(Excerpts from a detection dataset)
****************************************
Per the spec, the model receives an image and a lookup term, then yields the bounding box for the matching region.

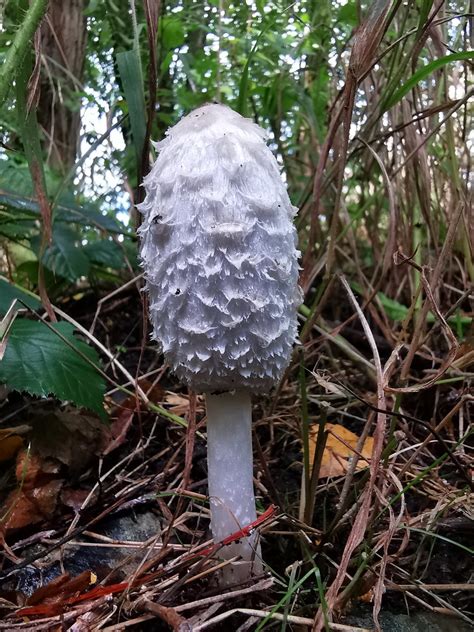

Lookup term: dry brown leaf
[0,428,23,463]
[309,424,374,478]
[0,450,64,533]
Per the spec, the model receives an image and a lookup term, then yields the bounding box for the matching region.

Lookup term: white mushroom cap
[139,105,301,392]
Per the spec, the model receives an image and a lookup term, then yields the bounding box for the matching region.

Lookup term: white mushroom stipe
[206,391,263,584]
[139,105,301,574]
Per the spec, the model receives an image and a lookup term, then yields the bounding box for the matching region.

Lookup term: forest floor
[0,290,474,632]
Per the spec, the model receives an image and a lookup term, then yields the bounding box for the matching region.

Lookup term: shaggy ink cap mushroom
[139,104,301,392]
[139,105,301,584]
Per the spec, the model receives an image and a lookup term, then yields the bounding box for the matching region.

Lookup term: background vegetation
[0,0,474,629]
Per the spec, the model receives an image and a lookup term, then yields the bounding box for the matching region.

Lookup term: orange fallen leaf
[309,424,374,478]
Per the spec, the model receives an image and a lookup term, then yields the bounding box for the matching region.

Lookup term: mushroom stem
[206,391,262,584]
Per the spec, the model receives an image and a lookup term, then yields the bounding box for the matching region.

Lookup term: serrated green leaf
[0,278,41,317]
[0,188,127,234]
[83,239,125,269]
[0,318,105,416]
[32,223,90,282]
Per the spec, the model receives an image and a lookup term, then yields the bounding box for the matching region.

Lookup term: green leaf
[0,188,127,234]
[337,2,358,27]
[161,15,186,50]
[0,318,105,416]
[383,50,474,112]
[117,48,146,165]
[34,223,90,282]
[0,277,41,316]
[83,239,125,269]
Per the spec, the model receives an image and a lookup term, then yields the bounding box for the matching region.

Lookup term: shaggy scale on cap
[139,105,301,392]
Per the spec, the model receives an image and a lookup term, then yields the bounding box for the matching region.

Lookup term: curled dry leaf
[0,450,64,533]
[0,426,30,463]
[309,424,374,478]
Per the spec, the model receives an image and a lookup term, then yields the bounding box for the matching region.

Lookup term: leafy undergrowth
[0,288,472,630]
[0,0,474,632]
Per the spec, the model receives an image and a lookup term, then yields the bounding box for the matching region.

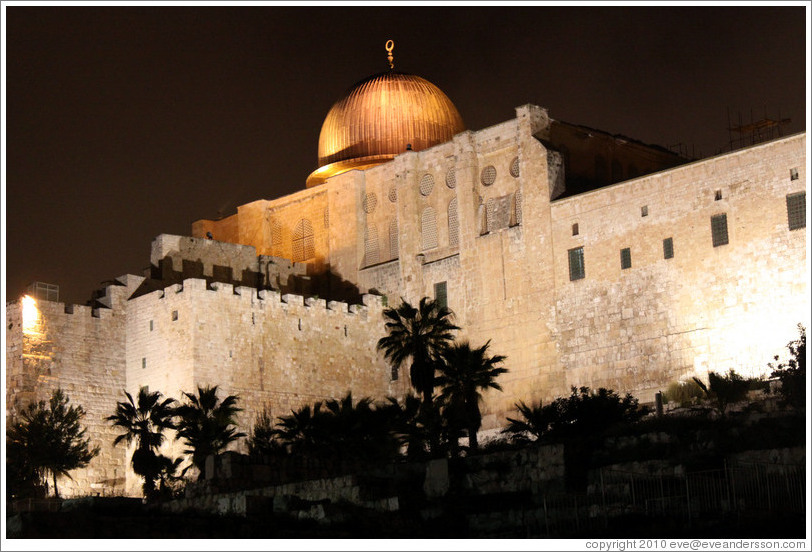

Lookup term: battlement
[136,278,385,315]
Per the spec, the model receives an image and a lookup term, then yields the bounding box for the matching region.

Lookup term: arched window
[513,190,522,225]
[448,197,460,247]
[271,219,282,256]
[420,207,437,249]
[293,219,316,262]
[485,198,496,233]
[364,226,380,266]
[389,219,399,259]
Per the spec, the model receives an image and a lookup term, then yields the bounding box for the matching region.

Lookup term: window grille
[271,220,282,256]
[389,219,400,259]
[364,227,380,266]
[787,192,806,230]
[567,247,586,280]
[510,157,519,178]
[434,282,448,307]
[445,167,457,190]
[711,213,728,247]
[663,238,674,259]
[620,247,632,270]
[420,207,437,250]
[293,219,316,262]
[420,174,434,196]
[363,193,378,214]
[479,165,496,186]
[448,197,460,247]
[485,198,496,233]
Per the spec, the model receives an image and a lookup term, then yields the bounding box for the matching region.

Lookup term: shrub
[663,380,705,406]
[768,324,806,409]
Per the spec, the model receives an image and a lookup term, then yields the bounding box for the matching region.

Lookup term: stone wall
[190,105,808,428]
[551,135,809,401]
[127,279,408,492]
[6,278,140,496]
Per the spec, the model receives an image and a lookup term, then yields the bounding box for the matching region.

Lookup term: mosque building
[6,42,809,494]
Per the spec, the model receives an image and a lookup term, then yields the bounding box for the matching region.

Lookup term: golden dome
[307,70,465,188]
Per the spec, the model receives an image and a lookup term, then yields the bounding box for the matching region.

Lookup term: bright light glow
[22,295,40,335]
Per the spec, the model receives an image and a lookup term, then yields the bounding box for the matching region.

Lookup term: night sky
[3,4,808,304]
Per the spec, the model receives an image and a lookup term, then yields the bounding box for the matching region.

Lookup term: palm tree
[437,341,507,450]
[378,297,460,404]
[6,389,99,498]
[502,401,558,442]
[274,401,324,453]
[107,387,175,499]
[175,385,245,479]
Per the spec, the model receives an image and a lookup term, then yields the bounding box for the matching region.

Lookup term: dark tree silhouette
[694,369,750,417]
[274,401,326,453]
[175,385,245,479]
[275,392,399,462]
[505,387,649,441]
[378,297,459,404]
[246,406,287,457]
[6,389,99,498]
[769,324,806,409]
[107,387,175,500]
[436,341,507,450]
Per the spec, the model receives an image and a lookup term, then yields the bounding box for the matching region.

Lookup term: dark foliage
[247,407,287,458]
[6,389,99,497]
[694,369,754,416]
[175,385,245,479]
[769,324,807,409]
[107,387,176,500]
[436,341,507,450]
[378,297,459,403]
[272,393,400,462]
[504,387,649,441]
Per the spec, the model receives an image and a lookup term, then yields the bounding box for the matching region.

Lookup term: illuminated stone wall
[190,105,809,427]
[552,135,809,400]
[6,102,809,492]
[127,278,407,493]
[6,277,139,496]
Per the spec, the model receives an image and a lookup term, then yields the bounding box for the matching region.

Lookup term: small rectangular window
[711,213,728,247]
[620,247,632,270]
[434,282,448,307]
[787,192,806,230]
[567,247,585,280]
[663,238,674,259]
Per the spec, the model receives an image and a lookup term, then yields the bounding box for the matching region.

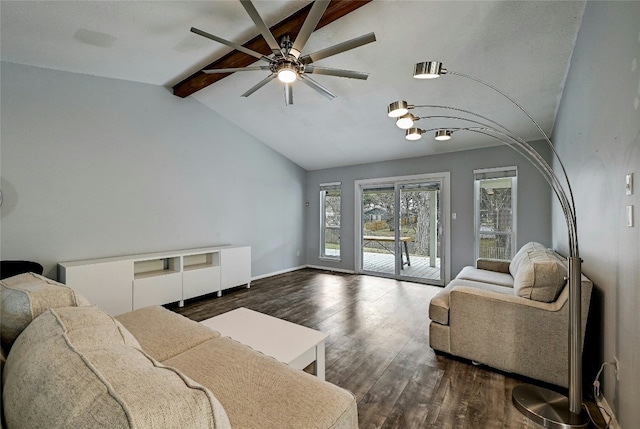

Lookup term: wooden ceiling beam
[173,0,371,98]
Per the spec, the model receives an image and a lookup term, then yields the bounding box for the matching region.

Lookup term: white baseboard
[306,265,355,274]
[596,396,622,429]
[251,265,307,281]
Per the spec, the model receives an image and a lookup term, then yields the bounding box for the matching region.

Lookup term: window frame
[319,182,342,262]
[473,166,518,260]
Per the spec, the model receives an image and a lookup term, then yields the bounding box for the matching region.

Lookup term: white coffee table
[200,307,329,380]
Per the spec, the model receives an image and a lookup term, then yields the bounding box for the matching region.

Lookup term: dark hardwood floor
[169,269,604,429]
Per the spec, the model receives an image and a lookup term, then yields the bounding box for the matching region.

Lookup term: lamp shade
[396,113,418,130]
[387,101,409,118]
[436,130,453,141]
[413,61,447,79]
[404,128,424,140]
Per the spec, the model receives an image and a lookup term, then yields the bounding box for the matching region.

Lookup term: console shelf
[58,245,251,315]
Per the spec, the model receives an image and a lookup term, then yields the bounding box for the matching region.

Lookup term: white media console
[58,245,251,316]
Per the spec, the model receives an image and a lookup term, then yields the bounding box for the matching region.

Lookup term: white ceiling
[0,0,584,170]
****************************************
Can you output these records as a two-column CSV with the columns request and answer, one row per record, each value in a single quoted field and any line breaks replaced by spaces? Leave the pictures out.

request,answer
"Per the spec, the model receives an image and a lookup term, then yields the bounding box for the matching region. Lookup term: dry brown leaf","[0,428,23,463] [309,424,374,478] [0,450,64,533]"
"Per the spec, the model receives an image and a lookup term, then yields the bounding box for the matching region. Lookup term: white mushroom cap","[139,105,301,392]"
"Per the spec, the model receives an image and a lookup term, then yields the bounding box for the matching region. Lookup term: white mushroom stipe","[206,391,263,584] [139,105,301,574]"
"Per the spec, the model receives an image and a lookup term, then yields the bounding box for the matching region. Lookup term: forest floor","[0,290,474,632]"
"Per the spec, the model receives an image and a lookup term, then yields the bounding box for the matching region. Lookup term: shaggy ink cap mushroom","[139,104,301,392] [139,105,301,584]"
"Per the spec, the model receives an image and a lookup term, then yields the bounding box for the matching region. Lookup term: background vegetation","[0,0,474,629]"
"Per the spec, the model receives an image and a lookup term, then yields the bounding box for the matching region. Lookup term: orange fallen leaf","[309,424,374,478]"
"Per the spec, the model receives an image and a lookup term, then yields the bounding box for the matching region. Lookup term: mushroom stem","[206,391,262,584]"
"Per the spec, the model receives an image and a lookup term, then yields the bounding box for the matching region. Lookup term: serrated green leaf","[0,278,41,317] [0,188,127,234] [83,239,125,269] [0,318,105,416] [32,223,90,282]"
"Per the spec, the model receives an image and a lookup term, then yields the bounding box for the matching region. Lookup term: green leaf","[0,188,127,234] [337,2,358,27] [161,15,186,50] [0,318,105,416] [383,50,474,112] [117,48,146,165] [34,223,90,282] [0,277,41,316] [83,239,125,269]"
"Per the spec, the model receives an image and a lookup term, then yields the bounding box for the matching region. Lookup term: shaggy scale on cap","[139,105,301,392]"
"Per the spec, the model receives an image and a lookup term, then yields the bounding box for the matching region. Lookup term: curled dry leaf","[0,450,64,533] [0,426,30,463] [309,424,374,478]"
"Per the spec, the model receives an image and a lookup term, then yields the bounding box for the matching region. Lookup term: leafy undergrowth","[0,288,472,630] [0,0,474,632]"
"Per the spec, the model receives an image and a lookup term, then yields the bounding box for the matching region. Lookup term: battlement","[136,278,385,315]"
"Per the spec, the model receives an image and a lookup term, then yields the bounding box for the matching region. Lookup term: arched window","[513,190,522,225] [448,197,460,247] [271,219,282,256] [420,207,437,249] [293,219,316,262] [485,198,496,233] [364,226,380,266] [389,219,399,259]"
"Per the spec, the model receives an image and a lookup term, then yields the bounding box for the matching region. Lookup term: window grille","[271,220,282,256] [389,219,400,259] [364,227,380,266] [787,192,806,230] [567,247,586,280] [510,157,519,178] [434,282,448,307] [445,167,457,190] [711,213,728,247] [663,238,674,259] [620,247,632,270] [420,207,437,250] [293,219,316,262] [420,174,434,196] [363,193,378,214] [479,165,496,186] [448,197,460,247] [485,198,496,233]"
"Per the spec, the model receives an image and a lookup term, then yields the bounding box for the matching region. Lookup term: shrub","[663,380,705,406] [768,324,806,409]"
"Per the spec, the model receives an image and a lookup term, then yields the bounding box for the matching region. Lookup term: stone wall","[190,105,808,428] [551,135,809,401] [127,279,408,492] [6,278,140,496]"
"Per the spec, the model receives an image and a lookup term, then yields the bounding box for the matching region. Lookup term: mosque building","[6,42,809,494]"
"Per the spec, the model receives an image and a lookup term, then yields the bounding box for the matching region. Lookup term: golden dome","[307,70,465,188]"
"Per the spec, the model receives an image and a lookup term, then yields the bounding box for the matching region. Lookup term: bright light glow","[22,295,40,335]"
"Per the spec, the model receives an image and a lookup term, then yields the bounding box for the matching region. Lookup term: night sky","[3,4,808,304]"
"Per the spec, the model receives an image and a lookup term, then yields the bounding box for the matching region. Lookup term: palm tree","[437,341,507,450] [378,297,460,404] [6,389,99,498] [502,401,558,442] [274,401,324,453] [107,387,175,499] [175,385,245,479]"
"Per the spec, the model receives an image and a lookup term, then yields the bounding box for the matching region. Lookup term: dark tree silhouette","[694,369,750,417] [274,401,326,453] [175,385,245,479] [275,392,399,462] [505,387,649,441] [378,297,459,404] [246,406,287,457] [6,389,99,498] [769,324,806,409] [107,387,175,500] [436,341,507,450]"
"Per the spec, the model receives an image and a lookup term, then yields the bounding box for the matching region. Lookup term: dark foliage","[247,407,287,458] [6,389,99,497] [694,369,754,416] [175,385,245,479] [769,324,807,409] [107,387,176,500] [436,341,507,450] [378,297,459,403] [272,393,400,462] [504,387,649,441]"
"Per the spec, the model receives an image and a lookup term, then yields the bounding box for the matching region. Lookup term: illuminated stone wall","[190,105,809,427] [552,135,809,400] [6,102,809,492] [127,278,407,493] [6,277,139,496]"
"Per the spec, the model receives an image and a lookup term, then yields the bounding box for the matching region. Lookup term: small rectangular window","[711,213,728,247] [620,247,632,270] [434,282,448,307] [787,192,806,230] [567,247,585,280] [663,238,674,259]"
"Per the spec, the model receives an image and a lookup term, then yields the bounding box for the matching region. Lookup term: wooden ceiling beam","[173,0,371,98]"
"Per the spec, the model receives an image and a lookup term, then yields the bounding box for the matching region. Lookup term: white baseboard","[306,265,355,274] [596,396,622,429] [251,265,307,281]"
"Per the spec, the model receives an image and a lookup term, then yields the bounding box for the matching region. Lookup term: window frame","[319,182,342,262] [473,166,518,260]"
"Per the spec, the model receives an image and a lookup term, then yields the bounding box for the matching region. Lookup term: white coffee table","[200,307,329,380]"
"Per the spec, the model receives an image and a lookup term, then yields the bounding box for the matching region. Lookup term: dark hardwood floor","[169,269,604,429]"
"Per the spec, the model receives an image and a lookup term, then yields the bounding box for the matching region. Lookup term: lamp shade","[396,113,418,130] [387,101,409,118] [436,130,453,141] [413,61,447,79] [404,128,424,140]"
"Per the spec, the model receives an image and a lookup term, then yields the bounding box for the matching region. Lookup term: console shelf","[58,245,251,315]"
"Per the spec, the model receives an image and a lookup term, then yields the bounding box for the matching region. Lookup term: white media console","[58,245,251,316]"
"Per the spec, the model receives an image and a lookup term, then yields the bounding box for the matching region. Lookup term: white ceiling","[0,0,584,170]"